* **Problem description**:
Check each line of the data below for the word "tree", then extract the ones that have it.

* **Material supplied**:
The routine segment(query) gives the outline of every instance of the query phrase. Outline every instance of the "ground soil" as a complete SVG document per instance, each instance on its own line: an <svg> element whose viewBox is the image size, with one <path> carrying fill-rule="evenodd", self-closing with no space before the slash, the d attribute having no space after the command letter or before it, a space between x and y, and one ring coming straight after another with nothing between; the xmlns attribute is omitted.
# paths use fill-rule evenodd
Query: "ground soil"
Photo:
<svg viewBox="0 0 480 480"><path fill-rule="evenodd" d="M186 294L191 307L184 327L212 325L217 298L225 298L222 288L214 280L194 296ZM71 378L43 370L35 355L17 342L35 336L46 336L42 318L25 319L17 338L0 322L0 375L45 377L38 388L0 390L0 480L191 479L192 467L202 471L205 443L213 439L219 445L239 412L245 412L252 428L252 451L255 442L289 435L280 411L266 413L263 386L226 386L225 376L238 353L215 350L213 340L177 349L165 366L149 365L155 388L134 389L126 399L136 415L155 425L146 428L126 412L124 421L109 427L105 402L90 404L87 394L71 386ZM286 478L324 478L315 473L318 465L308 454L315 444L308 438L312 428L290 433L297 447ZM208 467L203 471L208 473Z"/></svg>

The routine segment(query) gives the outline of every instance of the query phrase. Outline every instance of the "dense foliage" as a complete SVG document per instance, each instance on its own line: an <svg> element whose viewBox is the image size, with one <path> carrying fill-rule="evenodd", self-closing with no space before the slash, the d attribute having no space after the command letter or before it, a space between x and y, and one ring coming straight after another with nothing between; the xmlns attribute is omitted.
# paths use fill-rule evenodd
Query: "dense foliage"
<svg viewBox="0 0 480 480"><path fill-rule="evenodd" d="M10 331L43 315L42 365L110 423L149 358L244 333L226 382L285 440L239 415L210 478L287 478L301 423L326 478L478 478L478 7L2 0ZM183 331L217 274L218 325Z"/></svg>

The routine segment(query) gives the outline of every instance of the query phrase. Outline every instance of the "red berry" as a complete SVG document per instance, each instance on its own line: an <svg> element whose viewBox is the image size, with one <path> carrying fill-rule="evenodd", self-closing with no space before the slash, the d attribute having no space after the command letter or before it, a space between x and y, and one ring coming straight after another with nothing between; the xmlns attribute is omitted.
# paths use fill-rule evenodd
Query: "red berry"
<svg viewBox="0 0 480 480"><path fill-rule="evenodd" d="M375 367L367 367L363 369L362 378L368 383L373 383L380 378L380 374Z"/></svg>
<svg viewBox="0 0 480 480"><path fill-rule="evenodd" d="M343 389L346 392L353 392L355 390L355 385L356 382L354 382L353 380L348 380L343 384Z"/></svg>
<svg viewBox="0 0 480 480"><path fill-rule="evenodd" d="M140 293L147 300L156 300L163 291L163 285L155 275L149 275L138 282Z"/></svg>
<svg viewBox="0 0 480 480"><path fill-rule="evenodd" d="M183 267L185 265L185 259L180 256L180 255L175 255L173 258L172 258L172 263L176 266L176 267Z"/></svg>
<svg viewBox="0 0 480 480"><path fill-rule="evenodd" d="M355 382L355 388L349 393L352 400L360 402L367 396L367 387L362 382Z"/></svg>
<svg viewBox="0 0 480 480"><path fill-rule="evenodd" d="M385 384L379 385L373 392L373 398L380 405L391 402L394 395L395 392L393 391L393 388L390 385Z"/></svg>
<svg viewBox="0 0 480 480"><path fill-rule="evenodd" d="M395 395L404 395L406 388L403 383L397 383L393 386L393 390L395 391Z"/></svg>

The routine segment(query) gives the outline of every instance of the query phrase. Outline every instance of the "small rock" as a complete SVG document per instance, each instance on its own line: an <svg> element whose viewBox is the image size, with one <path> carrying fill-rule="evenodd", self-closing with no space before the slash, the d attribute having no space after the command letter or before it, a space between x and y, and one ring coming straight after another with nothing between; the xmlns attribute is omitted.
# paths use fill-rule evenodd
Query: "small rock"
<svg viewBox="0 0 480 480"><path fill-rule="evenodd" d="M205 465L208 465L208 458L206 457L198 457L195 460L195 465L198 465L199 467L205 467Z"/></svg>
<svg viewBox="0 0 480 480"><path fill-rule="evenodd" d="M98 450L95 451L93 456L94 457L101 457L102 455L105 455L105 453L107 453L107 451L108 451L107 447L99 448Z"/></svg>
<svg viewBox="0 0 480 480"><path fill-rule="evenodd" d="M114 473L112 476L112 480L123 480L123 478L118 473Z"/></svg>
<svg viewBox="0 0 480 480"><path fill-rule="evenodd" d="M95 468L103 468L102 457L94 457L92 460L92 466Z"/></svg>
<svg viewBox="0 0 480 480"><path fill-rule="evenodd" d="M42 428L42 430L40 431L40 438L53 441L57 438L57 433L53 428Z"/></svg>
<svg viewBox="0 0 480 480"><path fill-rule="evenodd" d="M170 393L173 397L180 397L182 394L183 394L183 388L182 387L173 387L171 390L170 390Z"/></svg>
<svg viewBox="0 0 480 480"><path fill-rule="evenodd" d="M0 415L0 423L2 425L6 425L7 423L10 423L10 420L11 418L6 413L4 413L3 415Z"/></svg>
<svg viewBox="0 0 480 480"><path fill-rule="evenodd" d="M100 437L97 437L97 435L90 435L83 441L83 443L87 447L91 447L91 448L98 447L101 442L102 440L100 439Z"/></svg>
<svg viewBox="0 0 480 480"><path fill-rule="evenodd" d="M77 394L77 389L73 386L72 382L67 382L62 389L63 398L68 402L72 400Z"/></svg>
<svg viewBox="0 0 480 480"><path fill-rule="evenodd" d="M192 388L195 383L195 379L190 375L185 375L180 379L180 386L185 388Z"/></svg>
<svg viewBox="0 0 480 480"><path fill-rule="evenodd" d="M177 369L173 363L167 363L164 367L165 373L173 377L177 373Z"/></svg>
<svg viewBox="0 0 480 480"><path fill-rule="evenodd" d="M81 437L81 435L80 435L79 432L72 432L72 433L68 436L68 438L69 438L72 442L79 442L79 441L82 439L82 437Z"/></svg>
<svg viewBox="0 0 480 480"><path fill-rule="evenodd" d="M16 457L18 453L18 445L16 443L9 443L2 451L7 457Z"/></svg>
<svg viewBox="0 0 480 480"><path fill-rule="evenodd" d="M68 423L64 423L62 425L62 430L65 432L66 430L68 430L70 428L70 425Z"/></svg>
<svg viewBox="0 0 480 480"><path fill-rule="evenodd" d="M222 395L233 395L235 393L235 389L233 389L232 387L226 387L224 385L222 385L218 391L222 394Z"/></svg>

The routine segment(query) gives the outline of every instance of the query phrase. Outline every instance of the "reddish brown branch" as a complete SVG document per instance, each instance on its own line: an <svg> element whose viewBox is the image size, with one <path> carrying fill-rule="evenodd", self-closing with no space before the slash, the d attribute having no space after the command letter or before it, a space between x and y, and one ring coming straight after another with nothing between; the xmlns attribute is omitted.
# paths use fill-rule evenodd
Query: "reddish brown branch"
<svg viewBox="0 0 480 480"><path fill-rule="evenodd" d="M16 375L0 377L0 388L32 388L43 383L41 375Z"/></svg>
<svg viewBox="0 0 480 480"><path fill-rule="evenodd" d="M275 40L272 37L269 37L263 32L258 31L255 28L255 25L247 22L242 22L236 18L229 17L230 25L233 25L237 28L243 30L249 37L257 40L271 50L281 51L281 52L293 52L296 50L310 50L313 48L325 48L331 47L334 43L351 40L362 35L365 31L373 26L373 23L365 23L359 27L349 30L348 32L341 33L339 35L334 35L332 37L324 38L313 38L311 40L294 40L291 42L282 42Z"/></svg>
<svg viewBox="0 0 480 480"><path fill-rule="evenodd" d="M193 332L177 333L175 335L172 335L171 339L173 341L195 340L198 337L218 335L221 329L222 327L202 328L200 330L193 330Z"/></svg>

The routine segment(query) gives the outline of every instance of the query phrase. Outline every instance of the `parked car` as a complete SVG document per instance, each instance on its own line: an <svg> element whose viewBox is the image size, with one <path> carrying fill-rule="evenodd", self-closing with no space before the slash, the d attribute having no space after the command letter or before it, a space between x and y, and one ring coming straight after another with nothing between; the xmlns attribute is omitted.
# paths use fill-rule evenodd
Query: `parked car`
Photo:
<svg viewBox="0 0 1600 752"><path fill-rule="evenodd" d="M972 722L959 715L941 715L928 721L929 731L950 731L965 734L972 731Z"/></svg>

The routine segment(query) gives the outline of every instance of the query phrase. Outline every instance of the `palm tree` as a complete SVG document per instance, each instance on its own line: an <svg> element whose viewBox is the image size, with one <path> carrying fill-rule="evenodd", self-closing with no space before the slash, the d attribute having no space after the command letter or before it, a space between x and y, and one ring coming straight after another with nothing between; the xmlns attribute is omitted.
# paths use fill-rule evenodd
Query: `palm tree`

* **Result**:
The routine segment(query) gives the outline of every instance of the query phrase. Outline every instance of the `palm tree` as a complete SVG document per instance, each instance on its own line: an <svg> element whose viewBox is the image size, with one <path> carrying fill-rule="evenodd", self-closing with no space before the slash, the d attribute having no space after the command letter or before it, a space between x and y, and one ring coming straight after another with nothing between; the xmlns attribute is omitted.
Query: `palm tree`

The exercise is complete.